MARTIN: I mean, a lot of people feel that way. But tell me more about why it felt that way for you.
LANCE: The interesting thing about small towns is a lot of people that I went to high school with I'd actually gone to grade school with. I mean, you know, there had been all this years of history. I had a couple things going against me. I mean, one of which was I was socially awkward and a wise-ass.
MARTIN: I remember that about you, actually (laughter).
LANCE: What that came across as is I was just astonishingly annoying. I also wasn't coordinated. I wasn't athletically capable, you know. And so much of how you know people is how aggressively you play together.
MARTIN: Ken and I talked about how he just kind of muddled his way through middle school. And by the time he got to high school, he had resigned himself to being on the outside.
LANCE: I remember when I was a junior, I actually invited somebody to a dance. And I asked kind of out of the blue clumsily, and they said yes. And it was kind of an awkward experience because I'd never been to a dance before, you know. But when we got the pictures back, I noticed that she was - you know, the way they took pictures at dances, right? You sit there. You put your hand behind the girl's back, and you hold her other hand to show off the corsage, you know.
LANCE: And the thing is though is the pictures they took were full-body. And so you could see that she was actually standing uncomfortably on one foot. You know, it just sort of changed the whole picture to one where she was feeling so awkward to even be in a picture so close to me, you know. And then, of course, we went to the dance and just kind of sat there.
(SOUNDBITE OF DOOR OPENING)
MARTIN: Can we walk up on the bleachers?

- [Short exercise 1] Please list every person's name that appears in the interview transcript.
- [Short exercise 2] Write a continuation of the interview transcript, starting right after its last line.
The data that comes next is unrelated to the interview transcript.

(Object location entries for images)

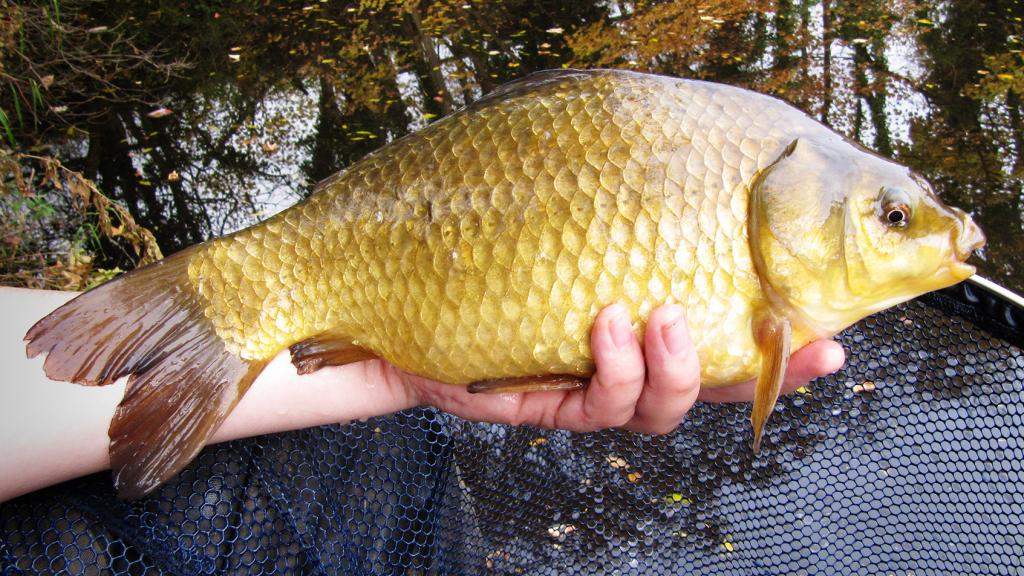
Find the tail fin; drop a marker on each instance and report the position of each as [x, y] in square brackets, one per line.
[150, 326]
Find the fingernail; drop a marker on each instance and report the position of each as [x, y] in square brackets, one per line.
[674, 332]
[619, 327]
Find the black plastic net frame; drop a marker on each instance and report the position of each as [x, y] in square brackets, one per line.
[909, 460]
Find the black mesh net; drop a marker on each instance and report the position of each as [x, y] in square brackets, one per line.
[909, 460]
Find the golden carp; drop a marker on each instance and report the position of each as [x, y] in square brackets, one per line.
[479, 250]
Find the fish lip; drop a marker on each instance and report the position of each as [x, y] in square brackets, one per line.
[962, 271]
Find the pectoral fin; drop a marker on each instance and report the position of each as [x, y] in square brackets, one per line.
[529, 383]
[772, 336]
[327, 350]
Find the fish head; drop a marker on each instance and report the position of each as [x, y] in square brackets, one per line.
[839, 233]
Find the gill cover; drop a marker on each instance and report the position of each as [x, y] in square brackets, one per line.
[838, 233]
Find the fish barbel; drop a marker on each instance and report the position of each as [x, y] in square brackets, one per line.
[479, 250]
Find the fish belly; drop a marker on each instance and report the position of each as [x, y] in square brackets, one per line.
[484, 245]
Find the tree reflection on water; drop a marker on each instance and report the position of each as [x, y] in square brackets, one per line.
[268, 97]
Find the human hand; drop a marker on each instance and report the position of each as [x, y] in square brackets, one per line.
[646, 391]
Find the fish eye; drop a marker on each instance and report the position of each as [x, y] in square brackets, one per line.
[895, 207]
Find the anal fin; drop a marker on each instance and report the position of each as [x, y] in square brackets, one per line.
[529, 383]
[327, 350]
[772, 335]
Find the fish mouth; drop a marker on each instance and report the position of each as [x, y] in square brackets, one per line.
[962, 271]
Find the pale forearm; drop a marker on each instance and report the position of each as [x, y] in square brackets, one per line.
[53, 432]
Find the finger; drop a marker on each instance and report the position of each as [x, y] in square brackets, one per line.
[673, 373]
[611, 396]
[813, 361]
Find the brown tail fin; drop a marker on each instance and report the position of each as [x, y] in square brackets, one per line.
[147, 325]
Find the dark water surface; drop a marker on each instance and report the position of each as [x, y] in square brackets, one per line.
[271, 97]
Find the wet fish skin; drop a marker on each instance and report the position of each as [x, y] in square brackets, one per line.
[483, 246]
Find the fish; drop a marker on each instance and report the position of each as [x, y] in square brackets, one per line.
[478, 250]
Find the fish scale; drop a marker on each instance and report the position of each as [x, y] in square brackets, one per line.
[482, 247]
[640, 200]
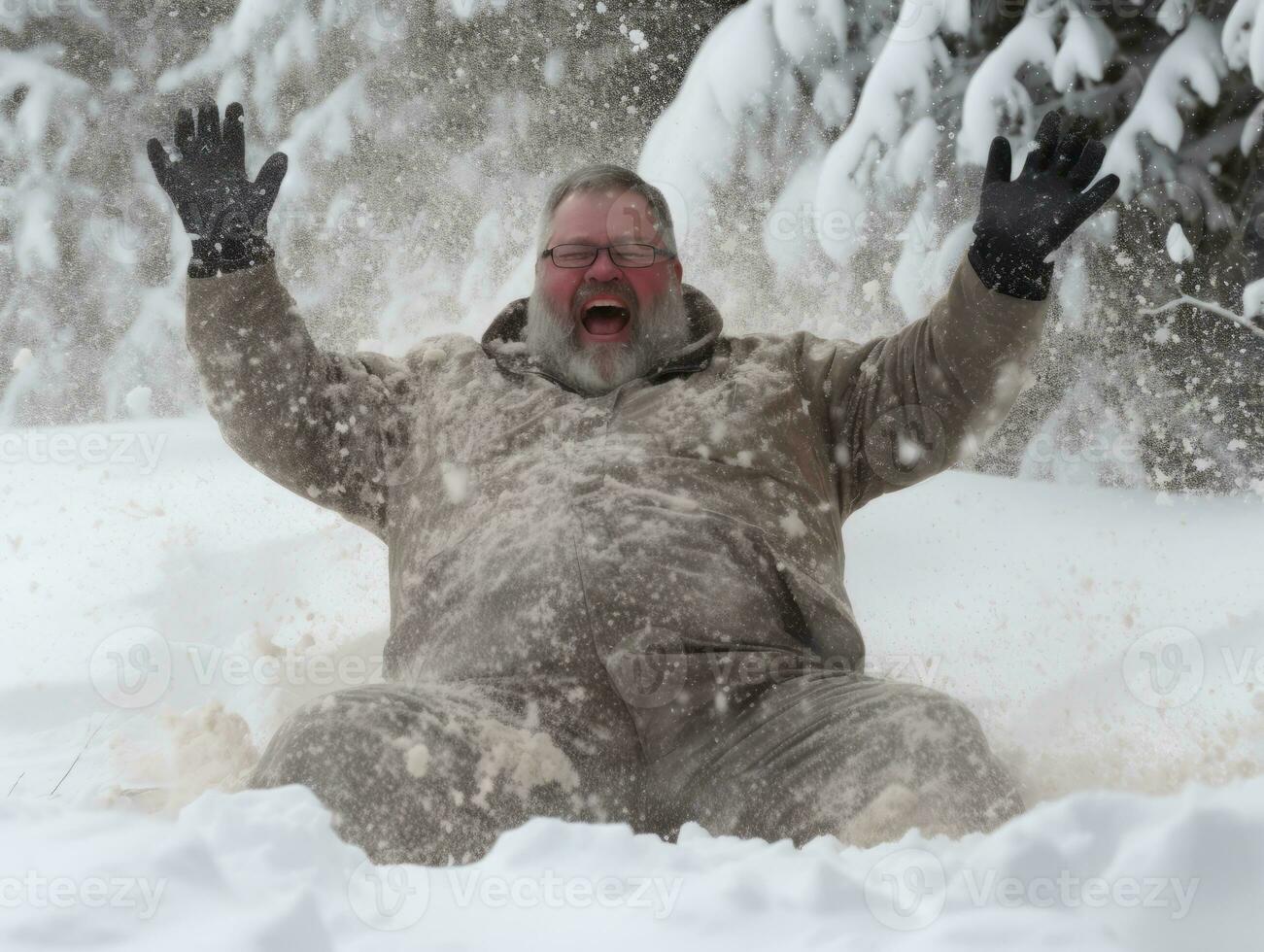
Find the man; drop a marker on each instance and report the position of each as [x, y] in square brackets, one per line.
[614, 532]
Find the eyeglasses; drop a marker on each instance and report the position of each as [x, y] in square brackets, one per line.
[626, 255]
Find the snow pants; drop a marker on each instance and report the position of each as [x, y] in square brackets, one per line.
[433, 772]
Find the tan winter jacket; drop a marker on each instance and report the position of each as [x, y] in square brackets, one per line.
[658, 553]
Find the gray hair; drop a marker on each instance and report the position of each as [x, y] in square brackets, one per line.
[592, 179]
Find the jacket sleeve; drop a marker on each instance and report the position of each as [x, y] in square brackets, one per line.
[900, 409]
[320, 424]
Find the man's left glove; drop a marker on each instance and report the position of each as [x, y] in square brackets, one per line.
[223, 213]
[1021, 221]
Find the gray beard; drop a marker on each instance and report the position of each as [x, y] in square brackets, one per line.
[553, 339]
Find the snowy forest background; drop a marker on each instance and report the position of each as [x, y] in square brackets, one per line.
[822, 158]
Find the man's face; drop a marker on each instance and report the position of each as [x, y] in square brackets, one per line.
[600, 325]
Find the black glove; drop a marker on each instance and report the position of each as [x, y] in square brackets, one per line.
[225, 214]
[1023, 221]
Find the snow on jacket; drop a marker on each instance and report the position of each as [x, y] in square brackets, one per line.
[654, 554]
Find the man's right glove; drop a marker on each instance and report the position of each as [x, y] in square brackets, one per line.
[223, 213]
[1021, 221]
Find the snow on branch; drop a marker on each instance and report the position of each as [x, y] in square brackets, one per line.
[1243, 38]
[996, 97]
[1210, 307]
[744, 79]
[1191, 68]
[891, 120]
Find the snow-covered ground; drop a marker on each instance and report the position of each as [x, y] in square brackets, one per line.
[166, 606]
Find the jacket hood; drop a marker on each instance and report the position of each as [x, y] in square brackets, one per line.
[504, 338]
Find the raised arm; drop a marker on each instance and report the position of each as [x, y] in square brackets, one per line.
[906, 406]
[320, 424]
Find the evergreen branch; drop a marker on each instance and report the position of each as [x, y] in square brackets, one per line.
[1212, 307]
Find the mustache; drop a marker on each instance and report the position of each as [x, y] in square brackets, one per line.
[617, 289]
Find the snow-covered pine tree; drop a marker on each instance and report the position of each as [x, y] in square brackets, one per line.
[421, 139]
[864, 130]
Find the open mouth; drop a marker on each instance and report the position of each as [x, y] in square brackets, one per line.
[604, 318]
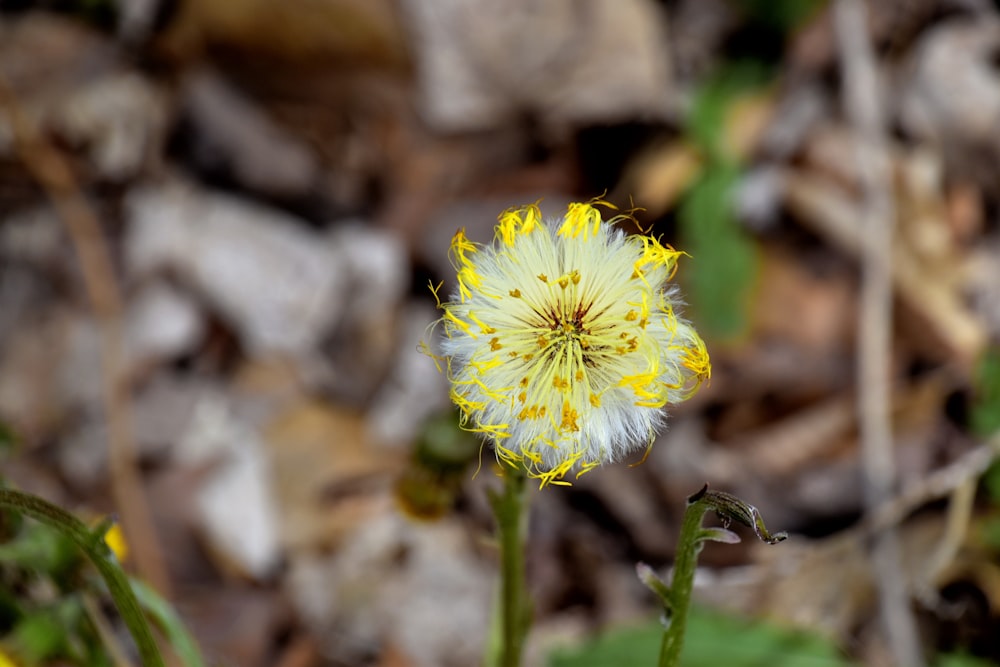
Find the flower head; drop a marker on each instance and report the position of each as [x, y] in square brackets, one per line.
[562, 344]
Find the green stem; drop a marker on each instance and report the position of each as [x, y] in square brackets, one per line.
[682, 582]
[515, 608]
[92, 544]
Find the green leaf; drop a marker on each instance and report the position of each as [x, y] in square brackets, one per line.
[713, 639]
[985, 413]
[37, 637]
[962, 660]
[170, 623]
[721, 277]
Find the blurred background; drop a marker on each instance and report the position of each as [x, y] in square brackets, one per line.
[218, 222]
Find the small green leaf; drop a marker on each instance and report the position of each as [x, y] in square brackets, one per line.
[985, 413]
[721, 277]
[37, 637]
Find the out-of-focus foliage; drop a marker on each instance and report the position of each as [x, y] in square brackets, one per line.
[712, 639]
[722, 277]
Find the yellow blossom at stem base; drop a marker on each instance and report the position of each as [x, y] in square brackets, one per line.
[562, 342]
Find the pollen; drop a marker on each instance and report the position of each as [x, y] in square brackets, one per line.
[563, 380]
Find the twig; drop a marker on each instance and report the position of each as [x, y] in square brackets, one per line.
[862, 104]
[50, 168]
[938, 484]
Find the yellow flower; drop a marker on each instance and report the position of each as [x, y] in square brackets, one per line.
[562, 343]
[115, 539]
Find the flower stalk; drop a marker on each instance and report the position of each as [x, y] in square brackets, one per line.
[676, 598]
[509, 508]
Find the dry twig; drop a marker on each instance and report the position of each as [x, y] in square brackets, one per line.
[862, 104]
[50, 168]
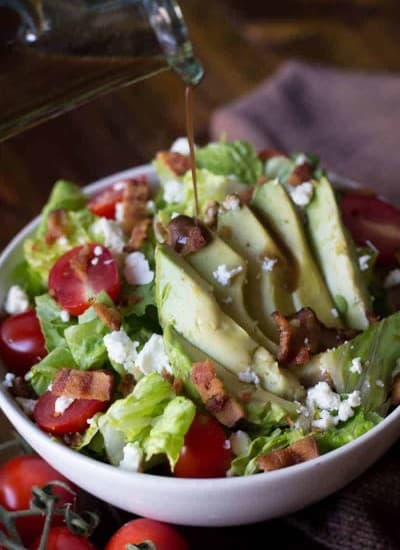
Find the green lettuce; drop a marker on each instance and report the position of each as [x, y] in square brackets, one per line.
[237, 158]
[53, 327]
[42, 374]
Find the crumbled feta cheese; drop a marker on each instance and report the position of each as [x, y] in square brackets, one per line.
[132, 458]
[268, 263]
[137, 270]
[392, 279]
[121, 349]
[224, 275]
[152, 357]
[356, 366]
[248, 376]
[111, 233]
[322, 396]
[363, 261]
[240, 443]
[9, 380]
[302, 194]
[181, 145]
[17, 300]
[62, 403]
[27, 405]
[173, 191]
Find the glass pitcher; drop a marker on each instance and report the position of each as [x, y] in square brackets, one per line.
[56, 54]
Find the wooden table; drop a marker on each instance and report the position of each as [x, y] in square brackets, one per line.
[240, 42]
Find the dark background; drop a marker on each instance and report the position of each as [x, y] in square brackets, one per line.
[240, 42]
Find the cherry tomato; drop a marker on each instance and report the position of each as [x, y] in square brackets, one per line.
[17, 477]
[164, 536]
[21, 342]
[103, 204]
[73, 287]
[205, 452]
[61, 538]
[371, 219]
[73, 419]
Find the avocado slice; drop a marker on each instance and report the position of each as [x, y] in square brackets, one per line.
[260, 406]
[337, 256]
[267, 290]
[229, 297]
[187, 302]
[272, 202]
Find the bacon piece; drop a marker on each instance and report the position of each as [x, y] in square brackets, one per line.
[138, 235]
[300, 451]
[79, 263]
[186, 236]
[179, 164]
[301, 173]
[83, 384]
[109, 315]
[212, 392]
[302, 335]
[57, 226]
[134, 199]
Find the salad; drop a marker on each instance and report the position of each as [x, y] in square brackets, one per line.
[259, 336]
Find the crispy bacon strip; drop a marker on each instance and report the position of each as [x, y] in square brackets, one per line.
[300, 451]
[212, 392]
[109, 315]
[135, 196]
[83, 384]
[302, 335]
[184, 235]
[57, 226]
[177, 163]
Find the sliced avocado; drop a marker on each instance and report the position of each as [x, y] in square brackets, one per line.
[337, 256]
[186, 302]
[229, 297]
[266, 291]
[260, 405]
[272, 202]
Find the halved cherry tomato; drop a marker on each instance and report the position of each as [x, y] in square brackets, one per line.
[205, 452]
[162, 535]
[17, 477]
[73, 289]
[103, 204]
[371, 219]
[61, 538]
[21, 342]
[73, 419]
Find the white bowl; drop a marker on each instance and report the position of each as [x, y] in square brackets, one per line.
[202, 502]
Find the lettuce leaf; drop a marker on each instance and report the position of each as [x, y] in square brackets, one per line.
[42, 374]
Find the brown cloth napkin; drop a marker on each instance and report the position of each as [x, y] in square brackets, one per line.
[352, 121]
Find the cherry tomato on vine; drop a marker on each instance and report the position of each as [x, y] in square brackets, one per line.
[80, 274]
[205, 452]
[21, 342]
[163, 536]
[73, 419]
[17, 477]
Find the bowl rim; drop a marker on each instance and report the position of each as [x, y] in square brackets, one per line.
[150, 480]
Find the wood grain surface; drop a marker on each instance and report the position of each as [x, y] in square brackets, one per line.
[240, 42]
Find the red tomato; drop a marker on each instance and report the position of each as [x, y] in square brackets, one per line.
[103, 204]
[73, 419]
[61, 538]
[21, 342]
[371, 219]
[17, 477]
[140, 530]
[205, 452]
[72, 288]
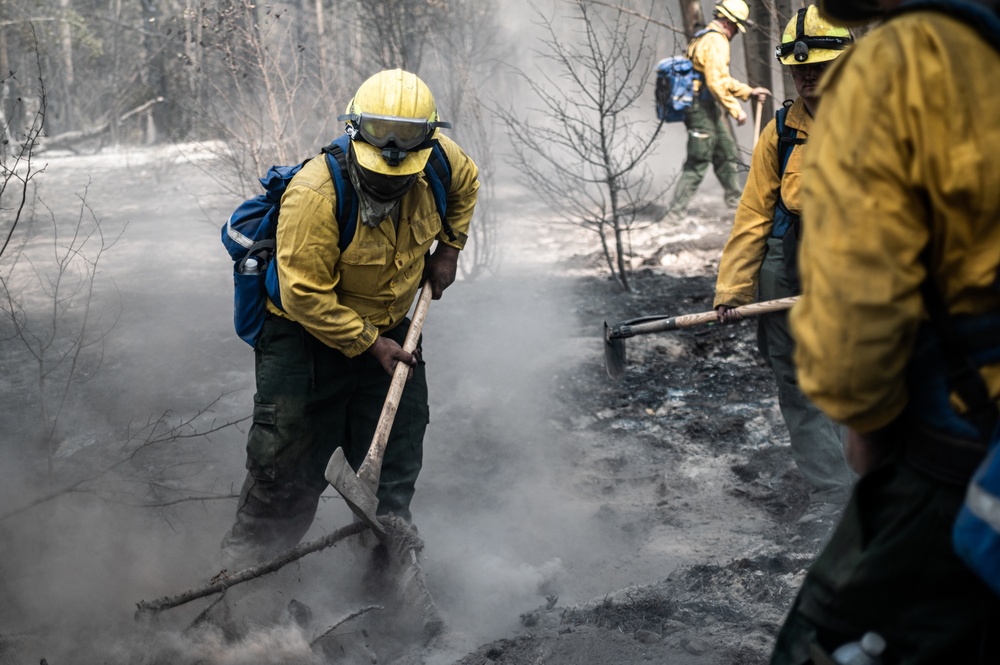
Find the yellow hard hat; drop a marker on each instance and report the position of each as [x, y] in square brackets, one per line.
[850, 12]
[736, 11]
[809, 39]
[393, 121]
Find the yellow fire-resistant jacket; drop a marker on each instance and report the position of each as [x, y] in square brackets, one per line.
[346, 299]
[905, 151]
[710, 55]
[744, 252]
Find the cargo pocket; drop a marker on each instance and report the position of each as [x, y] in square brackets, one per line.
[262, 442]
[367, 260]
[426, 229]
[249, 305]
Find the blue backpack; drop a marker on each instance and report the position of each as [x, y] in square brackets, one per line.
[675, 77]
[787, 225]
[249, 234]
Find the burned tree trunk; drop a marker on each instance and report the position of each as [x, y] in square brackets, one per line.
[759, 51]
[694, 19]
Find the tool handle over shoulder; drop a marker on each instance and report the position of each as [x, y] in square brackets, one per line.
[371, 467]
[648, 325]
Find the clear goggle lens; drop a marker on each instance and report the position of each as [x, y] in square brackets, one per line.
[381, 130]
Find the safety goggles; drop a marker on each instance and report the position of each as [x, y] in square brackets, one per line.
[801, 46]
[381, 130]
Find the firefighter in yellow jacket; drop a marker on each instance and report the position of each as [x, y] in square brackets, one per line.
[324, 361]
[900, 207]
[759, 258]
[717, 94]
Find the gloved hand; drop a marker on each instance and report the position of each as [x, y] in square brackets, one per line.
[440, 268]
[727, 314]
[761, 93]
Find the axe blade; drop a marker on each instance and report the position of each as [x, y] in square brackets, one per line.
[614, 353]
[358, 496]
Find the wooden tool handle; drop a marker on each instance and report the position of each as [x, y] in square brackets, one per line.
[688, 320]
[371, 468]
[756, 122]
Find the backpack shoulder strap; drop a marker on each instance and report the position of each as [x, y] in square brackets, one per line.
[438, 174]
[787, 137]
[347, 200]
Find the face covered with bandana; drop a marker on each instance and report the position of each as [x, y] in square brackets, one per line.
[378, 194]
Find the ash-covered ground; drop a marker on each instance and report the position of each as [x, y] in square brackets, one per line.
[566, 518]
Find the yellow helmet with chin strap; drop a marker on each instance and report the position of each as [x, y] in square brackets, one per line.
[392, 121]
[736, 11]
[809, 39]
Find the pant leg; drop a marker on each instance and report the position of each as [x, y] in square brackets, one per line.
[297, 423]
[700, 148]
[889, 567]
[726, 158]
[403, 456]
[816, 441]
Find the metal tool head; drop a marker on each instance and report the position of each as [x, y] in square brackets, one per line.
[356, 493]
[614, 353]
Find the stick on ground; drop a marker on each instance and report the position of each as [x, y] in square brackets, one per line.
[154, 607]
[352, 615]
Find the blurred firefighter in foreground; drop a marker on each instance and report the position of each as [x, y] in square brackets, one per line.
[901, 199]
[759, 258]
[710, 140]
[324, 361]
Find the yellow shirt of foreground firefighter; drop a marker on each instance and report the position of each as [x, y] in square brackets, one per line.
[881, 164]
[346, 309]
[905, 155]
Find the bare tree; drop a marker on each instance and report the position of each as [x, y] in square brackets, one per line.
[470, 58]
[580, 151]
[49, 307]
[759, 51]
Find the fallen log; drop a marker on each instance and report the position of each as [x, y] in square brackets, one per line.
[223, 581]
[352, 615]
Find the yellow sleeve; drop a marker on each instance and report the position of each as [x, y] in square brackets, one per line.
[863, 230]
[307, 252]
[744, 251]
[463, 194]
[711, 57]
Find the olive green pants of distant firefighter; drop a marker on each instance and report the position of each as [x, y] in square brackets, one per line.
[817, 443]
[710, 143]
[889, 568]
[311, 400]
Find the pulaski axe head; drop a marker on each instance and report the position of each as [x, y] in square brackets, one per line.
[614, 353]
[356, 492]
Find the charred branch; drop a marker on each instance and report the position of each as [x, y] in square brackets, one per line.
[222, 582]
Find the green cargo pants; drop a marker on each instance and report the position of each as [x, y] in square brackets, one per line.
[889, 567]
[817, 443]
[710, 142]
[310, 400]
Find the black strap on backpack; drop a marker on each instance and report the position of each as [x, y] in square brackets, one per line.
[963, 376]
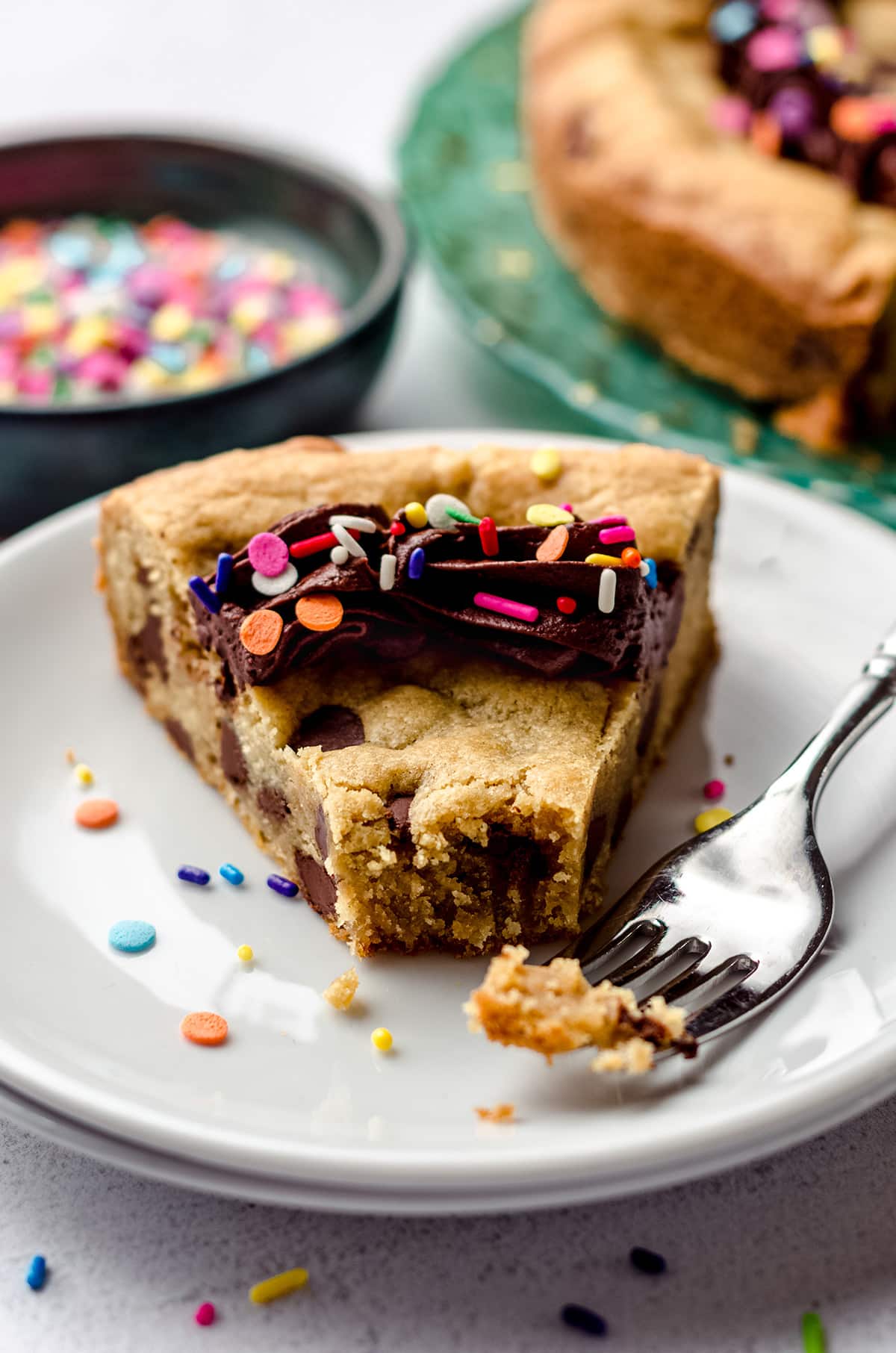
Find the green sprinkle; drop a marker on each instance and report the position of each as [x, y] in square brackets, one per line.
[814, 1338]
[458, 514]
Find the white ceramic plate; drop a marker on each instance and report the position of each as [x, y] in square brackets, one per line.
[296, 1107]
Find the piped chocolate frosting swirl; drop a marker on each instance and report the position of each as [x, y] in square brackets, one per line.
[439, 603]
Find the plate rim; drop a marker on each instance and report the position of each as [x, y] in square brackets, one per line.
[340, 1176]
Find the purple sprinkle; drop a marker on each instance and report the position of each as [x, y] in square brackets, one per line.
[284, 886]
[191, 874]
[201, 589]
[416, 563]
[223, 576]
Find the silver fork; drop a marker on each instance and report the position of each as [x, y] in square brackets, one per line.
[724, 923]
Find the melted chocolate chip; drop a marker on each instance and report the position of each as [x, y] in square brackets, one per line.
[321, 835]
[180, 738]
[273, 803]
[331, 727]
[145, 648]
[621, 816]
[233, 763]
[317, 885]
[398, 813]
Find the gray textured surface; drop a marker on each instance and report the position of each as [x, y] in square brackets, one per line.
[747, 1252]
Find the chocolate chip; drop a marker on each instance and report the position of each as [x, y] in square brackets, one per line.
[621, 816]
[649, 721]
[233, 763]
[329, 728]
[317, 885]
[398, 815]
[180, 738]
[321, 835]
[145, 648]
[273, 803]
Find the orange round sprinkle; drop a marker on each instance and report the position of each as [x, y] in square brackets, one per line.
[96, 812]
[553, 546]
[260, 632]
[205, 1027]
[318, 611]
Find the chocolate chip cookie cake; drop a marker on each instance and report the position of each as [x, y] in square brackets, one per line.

- [Answer 1] Martin, Lance, Ken

- [Answer 2]
So this is it. This is the gym in the high school. This is where that dance would have happened that Ken Lance was telling me about. I remember so much awkwardness at these dances, so many people not feeling comfortable in their skin, not knowing who they're supposed to be. And it's highly possible that that girl that Ken Lance took to that dance was just feeling incredibly awkward herself and trying to figure out where she fit into this whole place. Remember slow dances? The worst.
(SOUNDBITE OF DOOR CLOSING)
MARTIN: Ken Lance told me that college gave him a chance to start all over.
So did you just decide to be a different person, or did something change to make that happen?
LANCE: I think, if nothing else, it was a situation in which I was forced to be social all the time. But this is a process that took potentially years. You know, I remember when I was working in Idaho Falls and living in Idaho Falls. And I remember quite distinctly that I had just been filled with this fear of showing back up in this place and having people recognize me and have this impression of me that was, you know, at that point 10, 15 years old now. But, in fact, part of that fear, though, was predicated on some perception that I had that those people wouldn't have changed either, which is, you know, short-sighted. But I actually did run into a couple people, now that I think about it.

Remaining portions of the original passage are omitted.